Problem details. Please count the lines in the records that contain the string "wall" and give only that number. Case matters.
#####
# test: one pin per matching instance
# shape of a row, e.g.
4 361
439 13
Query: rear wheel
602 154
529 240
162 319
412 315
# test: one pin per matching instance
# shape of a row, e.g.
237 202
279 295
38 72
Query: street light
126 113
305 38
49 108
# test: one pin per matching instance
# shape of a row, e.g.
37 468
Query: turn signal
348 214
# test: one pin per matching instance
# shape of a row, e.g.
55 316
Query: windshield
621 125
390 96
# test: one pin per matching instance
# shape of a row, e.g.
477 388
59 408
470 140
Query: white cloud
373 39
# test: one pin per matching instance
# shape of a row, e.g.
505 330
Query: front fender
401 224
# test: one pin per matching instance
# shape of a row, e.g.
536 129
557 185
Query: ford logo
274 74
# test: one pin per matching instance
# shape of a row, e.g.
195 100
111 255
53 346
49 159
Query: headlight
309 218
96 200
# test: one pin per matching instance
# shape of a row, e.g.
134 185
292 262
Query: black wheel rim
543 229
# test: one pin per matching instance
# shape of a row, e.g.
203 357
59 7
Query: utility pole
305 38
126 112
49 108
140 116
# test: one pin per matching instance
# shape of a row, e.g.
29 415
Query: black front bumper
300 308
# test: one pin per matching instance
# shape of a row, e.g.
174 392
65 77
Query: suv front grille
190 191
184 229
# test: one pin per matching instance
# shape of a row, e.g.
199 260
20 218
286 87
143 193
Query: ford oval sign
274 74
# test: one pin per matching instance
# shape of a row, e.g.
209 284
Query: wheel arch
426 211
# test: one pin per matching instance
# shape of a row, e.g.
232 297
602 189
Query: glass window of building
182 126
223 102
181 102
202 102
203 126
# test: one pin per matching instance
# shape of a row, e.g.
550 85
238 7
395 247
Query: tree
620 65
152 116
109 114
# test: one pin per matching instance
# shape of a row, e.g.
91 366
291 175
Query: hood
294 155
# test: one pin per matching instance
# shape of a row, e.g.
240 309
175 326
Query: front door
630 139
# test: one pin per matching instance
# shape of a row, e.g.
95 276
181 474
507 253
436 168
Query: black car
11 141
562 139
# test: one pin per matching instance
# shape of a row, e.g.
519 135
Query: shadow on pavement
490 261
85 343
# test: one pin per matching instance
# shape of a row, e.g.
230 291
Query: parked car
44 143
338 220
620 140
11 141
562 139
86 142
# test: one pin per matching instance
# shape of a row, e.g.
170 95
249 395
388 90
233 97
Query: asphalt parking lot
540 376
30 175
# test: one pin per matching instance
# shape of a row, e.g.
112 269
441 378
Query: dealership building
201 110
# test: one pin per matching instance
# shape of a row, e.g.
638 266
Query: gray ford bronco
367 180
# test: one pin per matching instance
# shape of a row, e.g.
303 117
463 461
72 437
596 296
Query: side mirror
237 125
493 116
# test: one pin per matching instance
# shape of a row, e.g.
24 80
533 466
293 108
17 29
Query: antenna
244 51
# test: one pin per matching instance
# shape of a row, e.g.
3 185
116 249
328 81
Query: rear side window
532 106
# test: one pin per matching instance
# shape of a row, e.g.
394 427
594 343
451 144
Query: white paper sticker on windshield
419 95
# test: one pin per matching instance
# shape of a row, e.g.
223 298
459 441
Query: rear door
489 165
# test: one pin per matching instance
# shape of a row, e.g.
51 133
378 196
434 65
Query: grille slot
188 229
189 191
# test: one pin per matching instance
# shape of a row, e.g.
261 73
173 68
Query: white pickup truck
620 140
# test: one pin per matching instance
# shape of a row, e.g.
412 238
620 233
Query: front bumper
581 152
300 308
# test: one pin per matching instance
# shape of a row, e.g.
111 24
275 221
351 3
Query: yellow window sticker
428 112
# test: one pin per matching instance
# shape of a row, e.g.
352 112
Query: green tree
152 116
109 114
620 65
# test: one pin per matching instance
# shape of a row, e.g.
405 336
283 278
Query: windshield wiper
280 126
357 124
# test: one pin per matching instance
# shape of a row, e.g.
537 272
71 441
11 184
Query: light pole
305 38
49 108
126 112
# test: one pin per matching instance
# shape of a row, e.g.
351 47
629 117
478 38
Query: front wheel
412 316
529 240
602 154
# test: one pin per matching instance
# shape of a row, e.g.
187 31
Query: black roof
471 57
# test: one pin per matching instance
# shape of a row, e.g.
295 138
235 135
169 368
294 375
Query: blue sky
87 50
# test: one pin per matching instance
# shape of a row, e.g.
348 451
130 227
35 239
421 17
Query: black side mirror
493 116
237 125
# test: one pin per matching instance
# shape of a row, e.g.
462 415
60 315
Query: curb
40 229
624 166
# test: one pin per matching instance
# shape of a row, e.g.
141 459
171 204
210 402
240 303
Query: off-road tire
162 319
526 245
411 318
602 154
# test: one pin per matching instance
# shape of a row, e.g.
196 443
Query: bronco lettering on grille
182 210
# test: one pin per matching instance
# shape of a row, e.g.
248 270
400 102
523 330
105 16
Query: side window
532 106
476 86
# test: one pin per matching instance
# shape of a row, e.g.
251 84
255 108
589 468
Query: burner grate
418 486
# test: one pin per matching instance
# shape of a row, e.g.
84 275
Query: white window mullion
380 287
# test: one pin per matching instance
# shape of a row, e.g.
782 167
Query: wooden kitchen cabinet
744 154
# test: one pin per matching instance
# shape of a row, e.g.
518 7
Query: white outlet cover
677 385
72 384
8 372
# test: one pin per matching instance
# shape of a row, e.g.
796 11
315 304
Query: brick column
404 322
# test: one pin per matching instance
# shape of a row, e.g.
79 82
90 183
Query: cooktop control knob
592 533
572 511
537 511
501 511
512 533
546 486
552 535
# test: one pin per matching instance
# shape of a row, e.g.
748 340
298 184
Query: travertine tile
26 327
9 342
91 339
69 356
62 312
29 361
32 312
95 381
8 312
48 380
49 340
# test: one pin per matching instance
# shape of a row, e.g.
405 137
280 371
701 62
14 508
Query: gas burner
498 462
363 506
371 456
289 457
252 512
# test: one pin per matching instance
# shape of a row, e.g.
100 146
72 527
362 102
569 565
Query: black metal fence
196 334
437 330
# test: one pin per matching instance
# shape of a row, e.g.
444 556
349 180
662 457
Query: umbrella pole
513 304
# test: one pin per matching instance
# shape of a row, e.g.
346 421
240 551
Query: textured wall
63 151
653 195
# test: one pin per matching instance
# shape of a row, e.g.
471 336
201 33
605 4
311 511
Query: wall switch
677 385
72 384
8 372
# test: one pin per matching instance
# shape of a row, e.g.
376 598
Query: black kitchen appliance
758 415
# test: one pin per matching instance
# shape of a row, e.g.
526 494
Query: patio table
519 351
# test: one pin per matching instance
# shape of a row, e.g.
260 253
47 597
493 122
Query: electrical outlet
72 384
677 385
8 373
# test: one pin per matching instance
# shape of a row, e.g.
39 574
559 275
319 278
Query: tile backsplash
#####
Finished task. 2